++++ RECORDS

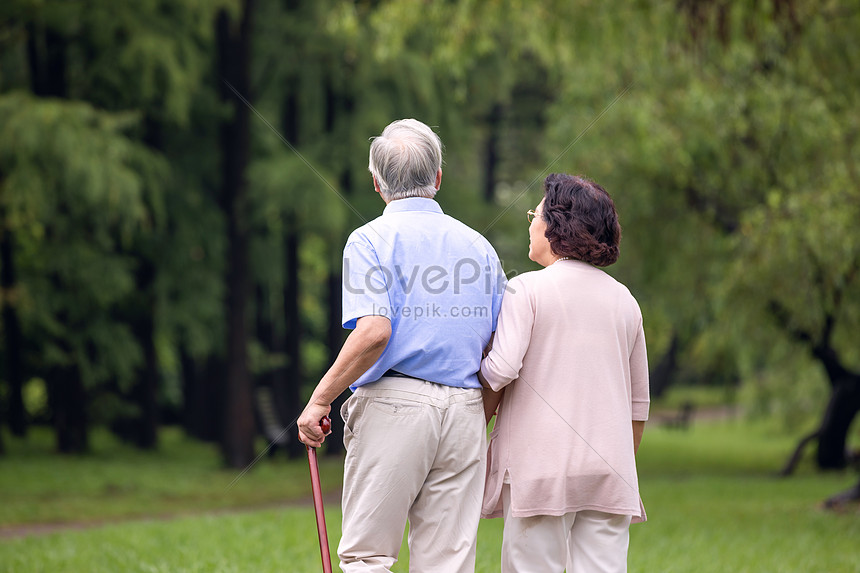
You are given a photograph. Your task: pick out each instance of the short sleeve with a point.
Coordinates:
(639, 383)
(365, 284)
(502, 365)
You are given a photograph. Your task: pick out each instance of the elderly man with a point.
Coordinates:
(422, 292)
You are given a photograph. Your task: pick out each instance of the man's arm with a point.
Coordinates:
(362, 349)
(638, 430)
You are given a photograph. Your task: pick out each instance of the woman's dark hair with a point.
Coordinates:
(581, 221)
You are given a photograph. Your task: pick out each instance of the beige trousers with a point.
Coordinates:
(415, 451)
(583, 541)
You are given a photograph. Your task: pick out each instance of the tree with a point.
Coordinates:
(733, 162)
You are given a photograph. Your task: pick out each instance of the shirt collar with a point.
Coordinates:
(413, 204)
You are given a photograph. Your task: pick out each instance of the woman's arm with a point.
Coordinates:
(638, 430)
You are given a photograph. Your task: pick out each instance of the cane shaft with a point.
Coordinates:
(318, 509)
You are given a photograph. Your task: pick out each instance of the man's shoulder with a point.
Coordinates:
(474, 237)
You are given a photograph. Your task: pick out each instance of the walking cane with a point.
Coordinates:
(325, 425)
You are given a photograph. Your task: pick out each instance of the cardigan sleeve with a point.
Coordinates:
(640, 391)
(516, 319)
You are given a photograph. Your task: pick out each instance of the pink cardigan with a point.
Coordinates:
(570, 352)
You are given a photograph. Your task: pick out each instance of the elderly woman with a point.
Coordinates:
(569, 354)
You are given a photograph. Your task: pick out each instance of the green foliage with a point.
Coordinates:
(713, 505)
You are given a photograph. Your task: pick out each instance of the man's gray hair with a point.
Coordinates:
(405, 158)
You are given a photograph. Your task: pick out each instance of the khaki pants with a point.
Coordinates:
(415, 451)
(584, 541)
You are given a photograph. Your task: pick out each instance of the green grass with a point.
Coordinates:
(713, 506)
(118, 481)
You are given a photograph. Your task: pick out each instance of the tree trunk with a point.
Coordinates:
(145, 391)
(68, 402)
(841, 410)
(491, 152)
(797, 455)
(294, 332)
(12, 340)
(663, 373)
(202, 408)
(840, 500)
(234, 60)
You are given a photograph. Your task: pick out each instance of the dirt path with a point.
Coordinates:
(330, 499)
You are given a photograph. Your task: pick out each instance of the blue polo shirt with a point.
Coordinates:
(437, 280)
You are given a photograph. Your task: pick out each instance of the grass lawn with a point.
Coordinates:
(713, 506)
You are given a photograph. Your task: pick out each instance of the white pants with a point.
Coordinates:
(584, 541)
(415, 450)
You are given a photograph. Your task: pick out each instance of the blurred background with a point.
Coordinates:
(178, 178)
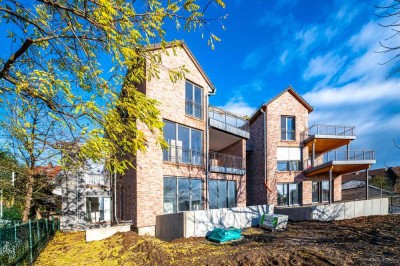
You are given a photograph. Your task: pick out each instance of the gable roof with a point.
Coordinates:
(293, 93)
(191, 56)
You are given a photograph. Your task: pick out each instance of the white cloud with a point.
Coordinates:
(253, 59)
(237, 105)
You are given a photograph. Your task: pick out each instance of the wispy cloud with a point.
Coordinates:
(253, 59)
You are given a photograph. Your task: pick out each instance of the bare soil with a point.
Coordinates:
(373, 240)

++++++++

_WHAT YOU WILL DO_
Repeat the stretch of the items from the line containing "shirt with a point." through the end of the items, reproducing each line as it stands. Leave the pictures out of your answer.

_SOLUTION TO THE PROBLEM_
You are given a photograph. Your task: pick out each instance of the blue polo shirt with a point.
Coordinates:
(437, 280)
You are given a photograph. Your task: pick out each instance of the grass lawn with a point.
Coordinates:
(713, 506)
You are given a photograph. Your task: pick out each instance of the white pants with a point.
Coordinates:
(584, 541)
(415, 450)
You are given a photograph. Your task: pick out each instance of the blurred background with a point.
Coordinates:
(178, 178)
You are given a photograph. Your task: pick out each instance of the gable roof with a point.
Coordinates:
(293, 93)
(191, 56)
You are given a photograph. Your task: pick out each instance of the white cloud with a point.
Coordinates:
(253, 59)
(237, 105)
You are given a photograph. Your task: pick out each instance of the wispy cloud with a point.
Coordinates:
(253, 59)
You are given a photograph. Your task: pick out each instance of the bare soil with a point.
Coordinates:
(373, 240)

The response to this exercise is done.